[Records from a data source]
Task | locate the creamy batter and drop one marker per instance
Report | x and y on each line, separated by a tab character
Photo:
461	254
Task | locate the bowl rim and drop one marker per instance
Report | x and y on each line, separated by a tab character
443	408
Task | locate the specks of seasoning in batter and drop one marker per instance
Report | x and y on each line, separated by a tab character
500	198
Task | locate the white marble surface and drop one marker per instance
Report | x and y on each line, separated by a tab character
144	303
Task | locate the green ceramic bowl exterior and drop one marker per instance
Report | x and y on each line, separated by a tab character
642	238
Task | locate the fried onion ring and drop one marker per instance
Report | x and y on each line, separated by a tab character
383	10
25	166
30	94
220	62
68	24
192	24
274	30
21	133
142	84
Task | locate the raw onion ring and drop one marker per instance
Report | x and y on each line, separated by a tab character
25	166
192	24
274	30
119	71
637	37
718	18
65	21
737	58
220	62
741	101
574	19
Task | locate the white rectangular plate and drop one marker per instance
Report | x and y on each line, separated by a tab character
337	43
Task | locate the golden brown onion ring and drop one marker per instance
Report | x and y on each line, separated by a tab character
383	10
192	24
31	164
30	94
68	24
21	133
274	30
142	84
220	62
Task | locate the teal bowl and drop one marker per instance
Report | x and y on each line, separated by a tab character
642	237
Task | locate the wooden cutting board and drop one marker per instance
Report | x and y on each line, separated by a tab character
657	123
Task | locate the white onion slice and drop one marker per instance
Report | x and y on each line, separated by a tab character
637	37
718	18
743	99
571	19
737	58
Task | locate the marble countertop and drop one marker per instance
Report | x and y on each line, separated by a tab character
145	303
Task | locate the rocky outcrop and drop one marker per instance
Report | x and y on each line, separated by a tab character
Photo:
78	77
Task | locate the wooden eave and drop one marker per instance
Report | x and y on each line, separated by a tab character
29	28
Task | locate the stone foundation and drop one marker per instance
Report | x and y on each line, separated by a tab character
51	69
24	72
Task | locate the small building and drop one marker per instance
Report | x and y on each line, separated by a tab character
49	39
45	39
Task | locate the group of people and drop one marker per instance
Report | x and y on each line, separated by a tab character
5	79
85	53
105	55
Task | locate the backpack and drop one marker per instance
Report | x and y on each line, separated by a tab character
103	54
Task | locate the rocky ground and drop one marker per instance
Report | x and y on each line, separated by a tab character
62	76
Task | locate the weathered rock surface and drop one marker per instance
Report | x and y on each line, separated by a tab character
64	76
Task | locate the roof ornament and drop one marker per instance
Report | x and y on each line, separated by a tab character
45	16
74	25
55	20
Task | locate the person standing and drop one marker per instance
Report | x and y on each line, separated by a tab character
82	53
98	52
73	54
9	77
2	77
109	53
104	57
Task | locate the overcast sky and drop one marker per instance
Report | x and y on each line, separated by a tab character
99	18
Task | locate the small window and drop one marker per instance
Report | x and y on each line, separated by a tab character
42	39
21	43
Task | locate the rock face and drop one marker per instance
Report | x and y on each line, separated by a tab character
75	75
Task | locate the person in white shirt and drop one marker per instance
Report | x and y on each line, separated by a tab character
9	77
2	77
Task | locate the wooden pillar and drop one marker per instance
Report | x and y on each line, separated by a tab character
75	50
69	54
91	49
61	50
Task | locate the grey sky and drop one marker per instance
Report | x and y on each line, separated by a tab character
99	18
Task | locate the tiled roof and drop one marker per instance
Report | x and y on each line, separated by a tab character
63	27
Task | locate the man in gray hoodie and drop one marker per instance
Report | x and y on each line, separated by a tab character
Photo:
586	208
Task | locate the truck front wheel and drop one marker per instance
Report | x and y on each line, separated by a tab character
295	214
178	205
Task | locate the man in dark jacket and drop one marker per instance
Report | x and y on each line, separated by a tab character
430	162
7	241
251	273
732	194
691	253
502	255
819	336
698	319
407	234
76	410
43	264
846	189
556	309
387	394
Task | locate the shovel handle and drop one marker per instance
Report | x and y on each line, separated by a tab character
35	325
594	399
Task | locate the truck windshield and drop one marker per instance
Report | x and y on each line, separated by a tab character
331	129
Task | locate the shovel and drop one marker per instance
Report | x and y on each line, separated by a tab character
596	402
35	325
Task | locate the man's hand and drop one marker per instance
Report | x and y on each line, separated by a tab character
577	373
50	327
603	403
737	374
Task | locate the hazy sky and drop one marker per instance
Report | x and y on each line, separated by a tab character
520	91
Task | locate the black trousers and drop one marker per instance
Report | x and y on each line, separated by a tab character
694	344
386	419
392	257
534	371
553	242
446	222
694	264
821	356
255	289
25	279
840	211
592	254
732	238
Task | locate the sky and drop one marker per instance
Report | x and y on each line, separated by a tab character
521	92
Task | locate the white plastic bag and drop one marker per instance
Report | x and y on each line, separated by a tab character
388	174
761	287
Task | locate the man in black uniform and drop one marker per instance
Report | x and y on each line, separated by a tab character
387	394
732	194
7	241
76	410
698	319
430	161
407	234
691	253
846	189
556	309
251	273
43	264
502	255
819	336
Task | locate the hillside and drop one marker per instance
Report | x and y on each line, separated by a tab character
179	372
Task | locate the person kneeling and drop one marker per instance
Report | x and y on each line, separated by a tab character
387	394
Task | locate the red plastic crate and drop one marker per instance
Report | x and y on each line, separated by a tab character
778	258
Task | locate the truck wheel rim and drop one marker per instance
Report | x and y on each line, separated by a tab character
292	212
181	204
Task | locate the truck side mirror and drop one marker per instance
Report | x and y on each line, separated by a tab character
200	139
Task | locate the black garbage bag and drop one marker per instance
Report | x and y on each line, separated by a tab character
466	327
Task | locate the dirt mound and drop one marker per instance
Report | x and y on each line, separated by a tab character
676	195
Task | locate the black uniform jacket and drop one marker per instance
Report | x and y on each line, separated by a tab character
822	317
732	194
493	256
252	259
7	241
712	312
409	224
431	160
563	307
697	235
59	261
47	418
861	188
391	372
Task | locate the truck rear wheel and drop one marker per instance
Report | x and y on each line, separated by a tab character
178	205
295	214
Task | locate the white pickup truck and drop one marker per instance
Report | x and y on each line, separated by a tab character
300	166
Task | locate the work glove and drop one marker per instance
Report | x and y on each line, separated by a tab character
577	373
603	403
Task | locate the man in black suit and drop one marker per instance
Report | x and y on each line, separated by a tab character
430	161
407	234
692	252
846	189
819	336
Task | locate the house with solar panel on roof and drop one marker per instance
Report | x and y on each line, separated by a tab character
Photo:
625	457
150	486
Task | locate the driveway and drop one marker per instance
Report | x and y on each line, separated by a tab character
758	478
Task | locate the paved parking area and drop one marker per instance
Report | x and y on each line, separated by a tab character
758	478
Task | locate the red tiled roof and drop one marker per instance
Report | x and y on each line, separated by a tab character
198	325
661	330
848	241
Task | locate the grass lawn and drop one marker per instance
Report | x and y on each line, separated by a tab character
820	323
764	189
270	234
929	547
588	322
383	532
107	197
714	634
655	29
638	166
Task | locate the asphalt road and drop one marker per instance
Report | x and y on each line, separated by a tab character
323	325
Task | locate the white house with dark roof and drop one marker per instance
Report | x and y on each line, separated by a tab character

• _PROMPT_: The answer must be every line from the records above that contains the word "batter", copied out.

• _ANSWER TO THIS TASK_:
Task | locate the creamy batter and drop one marker per instance
Task | locate the specks of seasoning in batter and drop one marker per instance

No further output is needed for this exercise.